--- What is expected ---
Quote exactly the lines running from the line with "x=175, y=61" to the end of the entries, including both, and nothing else.

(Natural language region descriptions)
########################################

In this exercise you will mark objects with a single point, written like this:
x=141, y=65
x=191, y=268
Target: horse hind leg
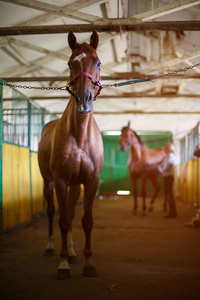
x=144, y=196
x=157, y=189
x=48, y=193
x=135, y=203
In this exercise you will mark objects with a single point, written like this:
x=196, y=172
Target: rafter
x=165, y=10
x=50, y=8
x=113, y=25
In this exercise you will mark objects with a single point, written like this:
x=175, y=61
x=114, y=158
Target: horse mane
x=139, y=138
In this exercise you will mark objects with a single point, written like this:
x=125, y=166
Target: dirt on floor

########################################

--- Response area ---
x=175, y=61
x=114, y=158
Target: horse mane
x=139, y=138
In this exercise you will mark objects with a single point, written like this:
x=125, y=166
Target: dirt on floor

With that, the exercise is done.